• _Problem statement_:
Every line in the data below that includes "trace" belongs in the answer, copied as it stands.

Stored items
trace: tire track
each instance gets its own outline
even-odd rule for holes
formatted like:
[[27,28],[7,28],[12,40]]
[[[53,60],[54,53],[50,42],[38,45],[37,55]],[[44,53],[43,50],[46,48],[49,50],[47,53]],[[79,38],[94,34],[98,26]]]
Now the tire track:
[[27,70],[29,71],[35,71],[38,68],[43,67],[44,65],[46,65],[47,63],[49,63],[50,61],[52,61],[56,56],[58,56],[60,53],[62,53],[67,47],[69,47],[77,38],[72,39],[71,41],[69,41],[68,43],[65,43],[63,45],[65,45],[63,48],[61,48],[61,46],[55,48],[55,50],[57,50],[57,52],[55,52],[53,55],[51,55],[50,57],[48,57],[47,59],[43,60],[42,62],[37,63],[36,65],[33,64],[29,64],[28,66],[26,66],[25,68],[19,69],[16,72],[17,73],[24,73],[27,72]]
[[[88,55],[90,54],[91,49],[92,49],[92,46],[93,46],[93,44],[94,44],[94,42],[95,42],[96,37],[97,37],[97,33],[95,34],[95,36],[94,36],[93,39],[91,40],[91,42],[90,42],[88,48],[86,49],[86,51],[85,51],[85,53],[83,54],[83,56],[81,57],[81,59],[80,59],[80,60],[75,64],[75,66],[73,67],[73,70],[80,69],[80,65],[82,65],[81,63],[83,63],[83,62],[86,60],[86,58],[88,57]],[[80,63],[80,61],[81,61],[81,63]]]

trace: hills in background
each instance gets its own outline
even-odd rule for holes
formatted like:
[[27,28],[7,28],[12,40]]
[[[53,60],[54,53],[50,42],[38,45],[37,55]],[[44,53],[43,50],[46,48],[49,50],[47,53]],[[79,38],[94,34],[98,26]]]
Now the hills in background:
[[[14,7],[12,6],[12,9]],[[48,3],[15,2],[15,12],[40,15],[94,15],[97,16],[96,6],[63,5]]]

• _Solution below_:
trace: tire track
trace: hills in background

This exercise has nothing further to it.